Direction »
Reproduce without any change the lines of the records from the line containing "Detection benchmark curation — identify each book on coffee" up to and including the line containing "[176,164,187,175]".
** Begin Given records **
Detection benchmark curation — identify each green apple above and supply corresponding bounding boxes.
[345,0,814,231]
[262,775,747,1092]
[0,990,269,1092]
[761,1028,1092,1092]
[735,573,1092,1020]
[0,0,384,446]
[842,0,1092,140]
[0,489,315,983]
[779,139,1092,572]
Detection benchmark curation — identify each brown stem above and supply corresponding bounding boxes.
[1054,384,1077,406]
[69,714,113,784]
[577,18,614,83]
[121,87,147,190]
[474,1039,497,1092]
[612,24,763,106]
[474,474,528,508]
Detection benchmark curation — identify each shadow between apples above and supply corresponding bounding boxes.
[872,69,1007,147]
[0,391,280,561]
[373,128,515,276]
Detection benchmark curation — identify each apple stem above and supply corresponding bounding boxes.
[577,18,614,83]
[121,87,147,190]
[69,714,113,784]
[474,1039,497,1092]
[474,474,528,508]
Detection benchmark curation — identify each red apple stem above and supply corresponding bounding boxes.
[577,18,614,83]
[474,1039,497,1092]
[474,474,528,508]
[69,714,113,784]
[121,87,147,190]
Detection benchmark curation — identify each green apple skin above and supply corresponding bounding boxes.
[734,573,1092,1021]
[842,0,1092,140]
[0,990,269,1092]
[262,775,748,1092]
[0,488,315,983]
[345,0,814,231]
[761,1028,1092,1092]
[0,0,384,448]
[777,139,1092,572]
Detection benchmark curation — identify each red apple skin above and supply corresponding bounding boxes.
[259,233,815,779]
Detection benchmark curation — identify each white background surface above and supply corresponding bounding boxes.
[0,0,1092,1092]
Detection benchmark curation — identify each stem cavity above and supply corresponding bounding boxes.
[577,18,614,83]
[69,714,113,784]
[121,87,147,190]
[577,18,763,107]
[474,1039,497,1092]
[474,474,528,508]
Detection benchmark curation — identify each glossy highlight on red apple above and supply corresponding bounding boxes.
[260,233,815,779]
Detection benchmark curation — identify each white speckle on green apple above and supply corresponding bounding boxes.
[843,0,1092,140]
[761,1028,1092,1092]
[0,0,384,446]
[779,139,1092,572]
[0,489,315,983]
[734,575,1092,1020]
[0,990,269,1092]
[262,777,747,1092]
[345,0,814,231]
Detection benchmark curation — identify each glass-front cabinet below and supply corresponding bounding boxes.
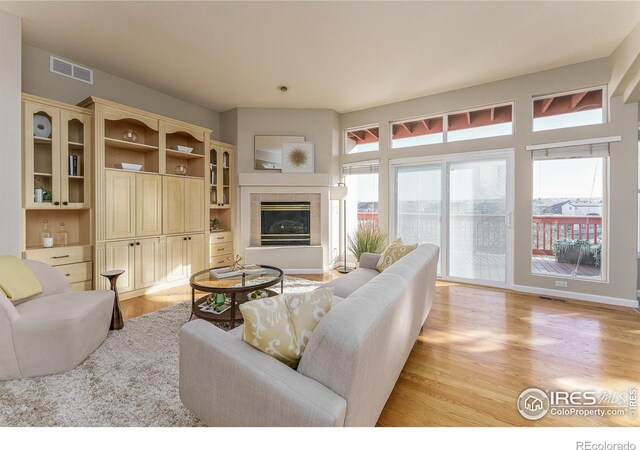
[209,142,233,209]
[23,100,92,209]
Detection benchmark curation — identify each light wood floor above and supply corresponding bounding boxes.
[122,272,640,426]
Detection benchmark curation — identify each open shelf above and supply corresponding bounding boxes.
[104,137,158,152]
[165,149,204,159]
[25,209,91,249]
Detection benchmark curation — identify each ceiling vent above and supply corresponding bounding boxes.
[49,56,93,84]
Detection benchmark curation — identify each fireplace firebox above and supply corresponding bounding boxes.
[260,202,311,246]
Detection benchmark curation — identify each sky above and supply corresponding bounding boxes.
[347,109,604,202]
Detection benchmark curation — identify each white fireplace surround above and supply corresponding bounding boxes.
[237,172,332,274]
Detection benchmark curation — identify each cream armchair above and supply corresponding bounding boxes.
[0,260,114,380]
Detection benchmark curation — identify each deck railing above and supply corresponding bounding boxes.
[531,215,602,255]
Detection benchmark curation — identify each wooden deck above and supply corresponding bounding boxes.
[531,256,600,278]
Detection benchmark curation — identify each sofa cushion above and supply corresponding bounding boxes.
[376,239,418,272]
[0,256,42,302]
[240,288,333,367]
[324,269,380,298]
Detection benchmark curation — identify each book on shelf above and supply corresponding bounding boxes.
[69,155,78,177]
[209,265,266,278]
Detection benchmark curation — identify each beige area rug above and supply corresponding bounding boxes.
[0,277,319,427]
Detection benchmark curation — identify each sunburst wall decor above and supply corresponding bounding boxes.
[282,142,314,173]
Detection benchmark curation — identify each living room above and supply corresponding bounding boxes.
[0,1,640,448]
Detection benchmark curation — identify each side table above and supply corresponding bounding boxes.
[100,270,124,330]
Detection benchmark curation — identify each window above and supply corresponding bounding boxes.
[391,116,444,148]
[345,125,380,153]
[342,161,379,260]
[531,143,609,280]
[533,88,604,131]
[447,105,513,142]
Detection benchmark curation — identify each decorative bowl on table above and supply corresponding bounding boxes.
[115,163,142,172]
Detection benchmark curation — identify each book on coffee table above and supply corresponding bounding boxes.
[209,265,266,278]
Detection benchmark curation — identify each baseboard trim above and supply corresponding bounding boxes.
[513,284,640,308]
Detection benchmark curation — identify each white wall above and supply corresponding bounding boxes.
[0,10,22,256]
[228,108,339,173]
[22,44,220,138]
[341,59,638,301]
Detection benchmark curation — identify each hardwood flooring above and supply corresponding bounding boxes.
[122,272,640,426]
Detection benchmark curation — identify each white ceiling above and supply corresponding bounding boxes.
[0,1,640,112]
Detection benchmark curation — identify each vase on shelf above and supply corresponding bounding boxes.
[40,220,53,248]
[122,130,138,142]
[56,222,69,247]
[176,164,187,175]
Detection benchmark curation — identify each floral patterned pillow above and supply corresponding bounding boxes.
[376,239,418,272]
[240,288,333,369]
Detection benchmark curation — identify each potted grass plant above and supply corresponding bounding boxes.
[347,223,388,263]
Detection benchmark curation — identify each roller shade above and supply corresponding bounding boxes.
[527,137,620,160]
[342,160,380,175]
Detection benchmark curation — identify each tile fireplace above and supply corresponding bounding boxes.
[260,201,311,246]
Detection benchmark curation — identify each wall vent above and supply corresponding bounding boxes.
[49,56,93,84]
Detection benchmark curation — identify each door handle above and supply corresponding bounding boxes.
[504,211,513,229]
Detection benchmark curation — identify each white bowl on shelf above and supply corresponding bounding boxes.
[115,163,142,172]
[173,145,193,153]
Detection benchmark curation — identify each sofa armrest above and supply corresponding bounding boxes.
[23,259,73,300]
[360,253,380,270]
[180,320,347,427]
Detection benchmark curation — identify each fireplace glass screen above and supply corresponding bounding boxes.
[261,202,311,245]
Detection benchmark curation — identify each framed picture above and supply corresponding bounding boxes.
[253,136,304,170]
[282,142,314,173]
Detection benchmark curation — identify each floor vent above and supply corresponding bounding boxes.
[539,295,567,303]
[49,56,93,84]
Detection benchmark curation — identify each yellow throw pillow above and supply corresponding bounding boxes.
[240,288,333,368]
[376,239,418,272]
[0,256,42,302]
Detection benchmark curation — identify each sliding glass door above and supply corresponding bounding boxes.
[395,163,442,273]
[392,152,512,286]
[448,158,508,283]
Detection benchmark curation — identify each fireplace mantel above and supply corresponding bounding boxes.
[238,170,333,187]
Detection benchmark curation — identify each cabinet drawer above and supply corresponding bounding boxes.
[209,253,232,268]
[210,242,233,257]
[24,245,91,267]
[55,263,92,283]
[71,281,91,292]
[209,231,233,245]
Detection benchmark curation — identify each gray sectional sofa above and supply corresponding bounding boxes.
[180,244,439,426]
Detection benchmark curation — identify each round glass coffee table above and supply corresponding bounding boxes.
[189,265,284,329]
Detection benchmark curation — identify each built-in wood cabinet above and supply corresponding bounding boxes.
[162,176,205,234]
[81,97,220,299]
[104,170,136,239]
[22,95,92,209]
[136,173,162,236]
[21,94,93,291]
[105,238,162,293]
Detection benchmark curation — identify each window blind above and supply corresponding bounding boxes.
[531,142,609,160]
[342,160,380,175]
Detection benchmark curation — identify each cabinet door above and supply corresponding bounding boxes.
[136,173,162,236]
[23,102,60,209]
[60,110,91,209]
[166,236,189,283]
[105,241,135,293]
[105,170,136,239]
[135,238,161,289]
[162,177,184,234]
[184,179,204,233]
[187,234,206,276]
** End Given records **
** Begin Given records **
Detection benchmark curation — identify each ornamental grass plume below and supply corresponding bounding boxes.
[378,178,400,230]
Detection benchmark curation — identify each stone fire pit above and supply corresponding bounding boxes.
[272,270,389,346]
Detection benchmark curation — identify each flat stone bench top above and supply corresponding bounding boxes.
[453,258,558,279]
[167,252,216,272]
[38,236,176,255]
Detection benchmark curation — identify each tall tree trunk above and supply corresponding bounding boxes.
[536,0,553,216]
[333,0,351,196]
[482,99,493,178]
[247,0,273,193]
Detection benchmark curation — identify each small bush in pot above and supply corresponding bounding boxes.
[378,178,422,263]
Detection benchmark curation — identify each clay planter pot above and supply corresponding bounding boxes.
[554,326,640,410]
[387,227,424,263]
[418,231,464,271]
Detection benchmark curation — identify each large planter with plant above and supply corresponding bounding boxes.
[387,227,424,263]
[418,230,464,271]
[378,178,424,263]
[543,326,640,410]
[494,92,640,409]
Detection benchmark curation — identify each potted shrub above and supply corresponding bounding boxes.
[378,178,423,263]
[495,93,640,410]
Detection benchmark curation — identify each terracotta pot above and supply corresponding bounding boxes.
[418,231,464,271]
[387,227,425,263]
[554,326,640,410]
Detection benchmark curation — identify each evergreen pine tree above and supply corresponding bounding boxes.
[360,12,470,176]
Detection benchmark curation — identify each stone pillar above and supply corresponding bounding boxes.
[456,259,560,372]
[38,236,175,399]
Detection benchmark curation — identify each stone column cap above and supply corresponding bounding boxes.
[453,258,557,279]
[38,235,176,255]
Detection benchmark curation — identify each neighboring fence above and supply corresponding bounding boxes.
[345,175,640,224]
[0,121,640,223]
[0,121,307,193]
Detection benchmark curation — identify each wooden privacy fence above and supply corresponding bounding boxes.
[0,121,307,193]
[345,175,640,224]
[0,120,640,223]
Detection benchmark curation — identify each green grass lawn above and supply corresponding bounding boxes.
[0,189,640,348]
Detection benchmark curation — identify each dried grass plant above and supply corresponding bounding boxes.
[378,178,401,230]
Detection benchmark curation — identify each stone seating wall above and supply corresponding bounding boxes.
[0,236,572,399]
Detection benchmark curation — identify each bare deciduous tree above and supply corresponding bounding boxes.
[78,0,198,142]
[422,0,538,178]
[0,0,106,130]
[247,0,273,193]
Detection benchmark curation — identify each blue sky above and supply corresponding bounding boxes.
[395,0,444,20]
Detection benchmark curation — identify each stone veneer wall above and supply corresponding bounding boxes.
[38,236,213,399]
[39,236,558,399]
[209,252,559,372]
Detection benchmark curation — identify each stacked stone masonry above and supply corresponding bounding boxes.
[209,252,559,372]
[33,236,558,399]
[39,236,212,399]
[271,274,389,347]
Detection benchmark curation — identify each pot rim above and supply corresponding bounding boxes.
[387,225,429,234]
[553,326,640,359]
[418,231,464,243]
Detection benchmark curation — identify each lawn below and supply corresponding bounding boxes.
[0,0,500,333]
** End Given records **
** Begin Given records **
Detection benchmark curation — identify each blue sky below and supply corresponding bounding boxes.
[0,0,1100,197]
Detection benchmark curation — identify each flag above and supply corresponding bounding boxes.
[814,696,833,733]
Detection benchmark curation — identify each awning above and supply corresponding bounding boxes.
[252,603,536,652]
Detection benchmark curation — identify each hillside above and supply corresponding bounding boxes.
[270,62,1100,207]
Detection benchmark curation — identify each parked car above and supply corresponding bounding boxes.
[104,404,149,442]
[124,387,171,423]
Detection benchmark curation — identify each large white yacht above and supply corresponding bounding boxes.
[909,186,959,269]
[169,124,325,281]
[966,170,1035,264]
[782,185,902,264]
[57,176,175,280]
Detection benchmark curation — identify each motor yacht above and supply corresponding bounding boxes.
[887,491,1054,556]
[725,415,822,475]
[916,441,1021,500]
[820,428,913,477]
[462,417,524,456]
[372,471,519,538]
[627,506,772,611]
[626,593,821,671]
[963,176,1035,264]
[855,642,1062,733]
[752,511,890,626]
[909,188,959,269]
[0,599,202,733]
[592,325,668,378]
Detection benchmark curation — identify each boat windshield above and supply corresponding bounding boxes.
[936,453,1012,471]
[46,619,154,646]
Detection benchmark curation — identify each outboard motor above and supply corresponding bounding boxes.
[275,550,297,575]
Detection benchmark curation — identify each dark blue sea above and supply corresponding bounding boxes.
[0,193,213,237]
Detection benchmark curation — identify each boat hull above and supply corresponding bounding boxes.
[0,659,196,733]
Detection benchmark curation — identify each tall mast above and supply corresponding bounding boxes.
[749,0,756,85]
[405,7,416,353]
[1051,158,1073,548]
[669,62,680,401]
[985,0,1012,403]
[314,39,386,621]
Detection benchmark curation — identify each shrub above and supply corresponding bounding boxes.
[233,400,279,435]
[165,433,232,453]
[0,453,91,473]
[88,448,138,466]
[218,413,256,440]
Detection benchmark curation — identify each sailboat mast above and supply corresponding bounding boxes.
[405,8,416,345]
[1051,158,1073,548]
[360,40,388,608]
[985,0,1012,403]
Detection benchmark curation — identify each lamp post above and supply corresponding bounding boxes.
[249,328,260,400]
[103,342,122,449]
** End Given records **
Task answer »
Detection benchmark curation — identify each book on coffee table above and supply corresponding bounding boxes.
[209,265,266,278]
Detection benchmark curation — identify each baseboard trim above and supply corresponding bounding boxes.
[513,284,640,308]
Detection benchmark curation — identify each white wall above and supply corresponding bounding boxes.
[0,10,22,256]
[228,108,339,173]
[22,44,220,138]
[341,59,638,301]
Detection benchmark curation — identify each hardwood flooring above and supply corresponding bounding boxes.
[122,272,640,426]
Detection benchmark curation — identify each white ceiling above and supply corresponding bounding boxes.
[0,1,640,112]
Detection benchmark curation — identify each vase on shelf above and supply corresponding bounding boxes.
[40,220,53,248]
[122,130,138,142]
[56,222,69,247]
[176,164,187,175]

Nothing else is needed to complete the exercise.